··· Supplied text ···

Linux io-uring development
 help / color / mirror / Atom feed
From: Brian Foster <bfoster@redhat.com>
To: Gregg Leventhal <gleventhal@janestreet.com>
Cc: Eric Hagberg <ehagberg@janestreet.com>,
	hch@infradead.org, djwong@kernel.org, linux-xfs@vger.kernel.org,
	linux-fsdevel@vger.kernel.org, io-uring@vger.kernel.org,
	Jens Axboe <axboe@kernel.dk>,
	stable@vger.kernel.org
Subject: Re: [BUG] iomap/io_uring: O_APPEND async buffered write silently re-appends a data chunk (corruption) on XFS, 6.1.y/6.12.y
Date: Wed, 10 Jun 2026 13:34:06 -0400	[thread overview]
Message-ID: <aimgDnzB_NYqOTx1@bfoster> (raw)
In-Reply-To: <CAFN_u7ELBj3YKncm6HA4-QUNyi-a3qPDEYxuLP+skVhm-r87uw@mail.gmail.com>

On Tue, Jun 09, 2026 at 01:14:40PM -0400, Gregg Leventhal wrote:
> I reproduce it by running 25 ~ concurrent instances of the attached reproducer,
> each writing its own file, on an otherwise-idle 15 GB VM:
> 
>   DIR=$(mktemp -d /tmp/uring.XXXXXX)

··· Dataset content ···

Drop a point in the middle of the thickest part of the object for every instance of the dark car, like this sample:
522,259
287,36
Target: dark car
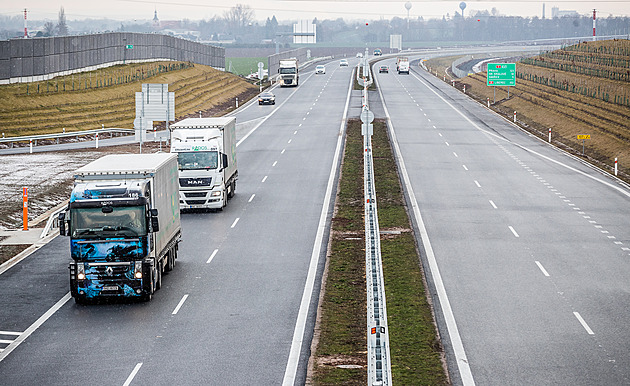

···

• **Required action 1**
Write out the stretch of the io_uring mailing-list message from "Linux io-uring development" through "Message-ID: <aimgDnzB_NYqOTx1@bfoster> (raw)".
• **Required action 2**
Translate this sentence from the io_uring mailing-list message into German: "On Tue, Jun 09, 2026 at 01:14:40PM -0400, Gregg Leventhal wrote:"
• **Required action 3**
Continue the mailing-list message about the io_uring O_APPEND write bug from the point where it stops.

• **Response 1**
Linux io-uring development
 help / color / mirror / Atom feed
From: Brian Foster <bfoster@redhat.com>
To: Gregg Leventhal <gleventhal@janestreet.com>
Cc: Eric Hagberg <ehagberg@janestreet.com>,
	hch@infradead.org, djwong@kernel.org, linux-xfs@vger.kernel.org,
	linux-fsdevel@vger.kernel.org, io-uring@vger.kernel.org,
	Jens Axboe <axboe@kernel.dk>,
	stable@vger.kernel.org
Subject: Re: [BUG] iomap/io_uring: O_APPEND async buffered write silently re-appends a data chunk (corruption) on XFS, 6.1.y/6.12.y
Date: Wed, 10 Jun 2026 13:34:06 -0400	[thread overview]
Message-ID: <aimgDnzB_NYqOTx1@bfoster> (raw)

• **Response 2**
Am Di., 9. Juni 2026 um 13:14:40 -0400 schrieb Gregg Leventhal:

• **Response 3**
>   for i in {1..25}; do
>       ./repro_uring_dup "$DIR/file_$i" 120 48 &
>   done
> ...
> *** CORRUPTION DETECTED in /tmp/UmgK/file_17.1 ***
>   bytes kernel said it wrote (sum of CQE results): 53621960
>   actual file size:                                56218824
>   extra (duplicated) bytes:                        2596864
>   first mismatching offset: 6791168 (0x67a000)  page_aligned=YES
>     expected u64 848896 but found 524288 (content from byte offset
> 4194304 reappeared here)
>   (file kept for inspection)
> 
> 
> 
>   wait
> 
> *** CORRUPTION DETECTED in /tmp/Gznx/file_18.2 ***
>   bytes kernel said it wrote (sum of CQE results): 58112616
>   actual file size:                                60303976
>   extra (duplicated) bytes:                        2191360
>   first mismatching offset: 2191360 (0x217000)  page_aligned=YES
>     expected u64 273920 but found 0 (content from byte offset 0 reappeared here)
>   (file kept for inspection)
> 

Thanks. I had to bump up the concurrency a bit and then was able to
reproduce.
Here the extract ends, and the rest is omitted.